[Start of section]
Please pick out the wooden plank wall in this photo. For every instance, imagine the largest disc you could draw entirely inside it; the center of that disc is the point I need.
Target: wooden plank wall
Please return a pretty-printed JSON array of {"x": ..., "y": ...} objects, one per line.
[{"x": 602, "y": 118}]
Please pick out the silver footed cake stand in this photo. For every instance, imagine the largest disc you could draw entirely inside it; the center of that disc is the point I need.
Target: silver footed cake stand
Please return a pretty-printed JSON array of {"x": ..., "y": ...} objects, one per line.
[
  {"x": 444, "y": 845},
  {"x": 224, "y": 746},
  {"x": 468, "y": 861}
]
[End of section]
EXERCISE
Word for word, restate the lines above.

FINISHED EXERCISE
Please pick out the wooden plank wall in this photo. For every instance, imagine the largest disc you could draw entirely inside it; the center of that disc is the point I need.
Target: wooden plank wall
Please return a pretty-printed JSON array of {"x": ..., "y": ...} objects, one per line.
[{"x": 602, "y": 118}]
Please pick out the silver footed cake stand in this photo. For every instance, imagine the largest disc you could draw entirely inside it; the center of that disc is the point I need.
Target: silver footed cake stand
Please return a pretty-printed JSON array of {"x": ..., "y": ...} objects, one per line.
[
  {"x": 444, "y": 845},
  {"x": 224, "y": 746},
  {"x": 468, "y": 861}
]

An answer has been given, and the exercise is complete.